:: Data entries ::
[Begin]
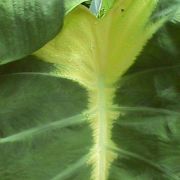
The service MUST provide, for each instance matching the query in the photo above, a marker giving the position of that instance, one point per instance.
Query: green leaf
(71, 4)
(107, 4)
(41, 124)
(96, 6)
(111, 122)
(27, 25)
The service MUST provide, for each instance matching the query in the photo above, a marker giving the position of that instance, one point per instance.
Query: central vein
(101, 102)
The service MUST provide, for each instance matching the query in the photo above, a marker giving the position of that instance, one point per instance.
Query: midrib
(101, 123)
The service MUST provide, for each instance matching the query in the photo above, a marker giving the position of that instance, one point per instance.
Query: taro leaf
(44, 132)
(27, 25)
(71, 4)
(96, 6)
(132, 134)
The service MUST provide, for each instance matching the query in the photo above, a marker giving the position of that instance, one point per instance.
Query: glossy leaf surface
(118, 124)
(27, 25)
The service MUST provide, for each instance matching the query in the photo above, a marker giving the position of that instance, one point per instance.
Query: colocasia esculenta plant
(90, 90)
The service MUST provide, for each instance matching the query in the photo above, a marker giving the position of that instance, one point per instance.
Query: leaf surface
(27, 25)
(122, 124)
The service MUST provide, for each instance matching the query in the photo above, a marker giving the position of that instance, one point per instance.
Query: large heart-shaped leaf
(27, 25)
(52, 128)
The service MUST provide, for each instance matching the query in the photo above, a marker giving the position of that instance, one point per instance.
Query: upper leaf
(27, 25)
[End]
:: Work to complete ::
Transcribe the full listing above exactly, with the images removed.

:: The result ::
The service MUST provide, for each instance matching the query in the photo above, a marker giving the position of that instance, one point per instance.
Query: green leaf
(71, 4)
(107, 4)
(41, 124)
(96, 6)
(111, 122)
(27, 25)
The service MUST provide, for each instance matching the query in the photo above, a marker giving the position of that instance, one point per instance.
Query: central vein
(101, 102)
The service MUST provide, for each instance matching the query in the photo above, a marker giving the position of that instance, one point per instance.
Query: midrib
(101, 123)
The service MUST provide, for each instance matching the query in the photo above, a marker giving the position of that instance, one point per instance.
Query: taro leaf
(44, 132)
(27, 25)
(71, 4)
(96, 6)
(132, 134)
The service MUST provide, for each instance matching the query in the photo above, a marker giving the position of that instance, one point per instance.
Query: glossy leaf surface
(118, 124)
(27, 25)
The service MUST provide, for each instance matching the query in the photo above, a marker giving the position of that instance, one point per instance.
Query: colocasia esculenta plant
(90, 90)
The service MUST provide, for each instance matching the query in the photo above, a marker giving the position of that instance, one point per instance.
Query: leaf surface
(27, 25)
(122, 124)
The service MUST provide, for each instance matching the query in the photo above, a marker giving the position of that instance, one point per instance.
Query: large heart-shaped leaf
(27, 25)
(52, 128)
The service MUST provide, for each instance matching the query in the photo above, a marker giving the position of that instance, one point per instance.
Query: upper leaf
(27, 25)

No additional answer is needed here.